(READING PASSAGE)

Niagara had competed in the 17/18U Blue Chip Prospects last week, registering a 3-1 record and winning its pool before losing in the first round of the playoffs.
“We’ve been here since last Sunday,” said Ziemecki. “The Blue Chips was a great tournament and it just worked out for us that these two tournaments were back-to-back. We love coming here.”
Zoom Baseball Academy (4-1) held a 22-7 runs advantage on its opponents.
17/18U Blue Chip Prospects
Baltimore Redbirds 5, Syracuse Sports Zone Braves 0
The Baltimore Redbirds defeated the Syracuse Sports Zone Braves, 5-0, in the 17/18U Blue Chip Prospects Black Bracket championship game. The Redbirds’ Noah Rodriguez was named the Black Bracket Most Valuable Player. The Redbirds (5-0) outscored their opponents 27-5 while Syracuse Sports Zone (4-1-1) held a 24-12 runs advantage on its opponents.
Northeast Pride Scout 7, 9ers Baseball Club 18U 1
Northeast Pride Scout defeated 9ers Baseball Club 18U, 7-1, in the 17/18U Blue Chip Prospects Red Bracket championship game. Bryce Reimer of Northeast Pride was named the Red Bracket Most Valuable Player. Northeast Pride (5-0) outscored its opponents 22-3. 9ers Baseball Club (5-1-1) held a 36-12 runs advantage on its opponents.

(End READING PASSAGE)

→ **HOW TO COMPLETE THIS TASK**
Decide whether each statement agrees with the tournament report, answering yes or no and quoting the words of the report that settle it: (a) Noah Rodriguez of the Redbirds was named the Black Bracket Most Valuable Player; (b) Northeast Pride outscored its opponents 36-12; (c) Niagara won its first playoff game at the 17/18U Blue Chip Prospects. The material after this comes from a separate source.

(RAW DATA)

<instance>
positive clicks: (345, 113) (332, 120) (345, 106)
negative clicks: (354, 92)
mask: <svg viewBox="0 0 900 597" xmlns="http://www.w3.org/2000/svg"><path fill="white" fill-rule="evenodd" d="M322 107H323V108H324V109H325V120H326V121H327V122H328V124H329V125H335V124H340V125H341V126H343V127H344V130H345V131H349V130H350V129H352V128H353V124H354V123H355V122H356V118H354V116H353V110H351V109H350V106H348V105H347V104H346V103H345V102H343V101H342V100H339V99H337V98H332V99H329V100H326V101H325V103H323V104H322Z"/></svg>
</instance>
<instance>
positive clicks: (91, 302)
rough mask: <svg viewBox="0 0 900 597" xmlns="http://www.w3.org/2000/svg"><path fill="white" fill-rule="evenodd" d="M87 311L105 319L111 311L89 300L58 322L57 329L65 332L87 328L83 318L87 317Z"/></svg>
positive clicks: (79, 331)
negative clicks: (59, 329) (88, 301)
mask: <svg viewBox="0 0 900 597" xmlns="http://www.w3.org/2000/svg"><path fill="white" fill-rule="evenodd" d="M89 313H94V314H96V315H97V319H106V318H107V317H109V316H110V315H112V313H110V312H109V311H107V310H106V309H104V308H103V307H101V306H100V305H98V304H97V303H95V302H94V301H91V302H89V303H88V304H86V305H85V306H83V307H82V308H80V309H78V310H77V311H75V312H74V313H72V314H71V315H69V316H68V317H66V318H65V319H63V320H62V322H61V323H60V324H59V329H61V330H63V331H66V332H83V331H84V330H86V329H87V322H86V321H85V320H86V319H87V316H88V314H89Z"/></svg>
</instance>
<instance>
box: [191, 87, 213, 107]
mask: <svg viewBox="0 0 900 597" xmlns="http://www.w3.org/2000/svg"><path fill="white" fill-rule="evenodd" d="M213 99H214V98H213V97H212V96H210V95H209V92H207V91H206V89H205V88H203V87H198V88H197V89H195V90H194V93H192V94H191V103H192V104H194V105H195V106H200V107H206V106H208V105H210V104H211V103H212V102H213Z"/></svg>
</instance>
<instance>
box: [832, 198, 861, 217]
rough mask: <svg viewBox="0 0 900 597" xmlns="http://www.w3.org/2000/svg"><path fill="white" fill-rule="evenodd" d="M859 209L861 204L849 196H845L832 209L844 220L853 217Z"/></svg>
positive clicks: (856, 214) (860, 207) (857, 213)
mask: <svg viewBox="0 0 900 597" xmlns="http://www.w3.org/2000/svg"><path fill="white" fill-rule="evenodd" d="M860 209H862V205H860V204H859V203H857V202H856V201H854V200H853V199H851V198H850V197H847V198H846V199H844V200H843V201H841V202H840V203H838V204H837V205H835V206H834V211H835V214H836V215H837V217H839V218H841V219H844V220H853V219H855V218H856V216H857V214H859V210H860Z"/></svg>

(End RAW DATA)

→ **WORKED SOLUTION**
(a) Yes: "The Redbirds’ Noah Rodriguez was named the Black Bracket Most Valuable Player."
(b) No: "Northeast Pride (5-0) outscored its opponents 22-3."
(c) No: "winning its pool before losing in the first round of the playoffs."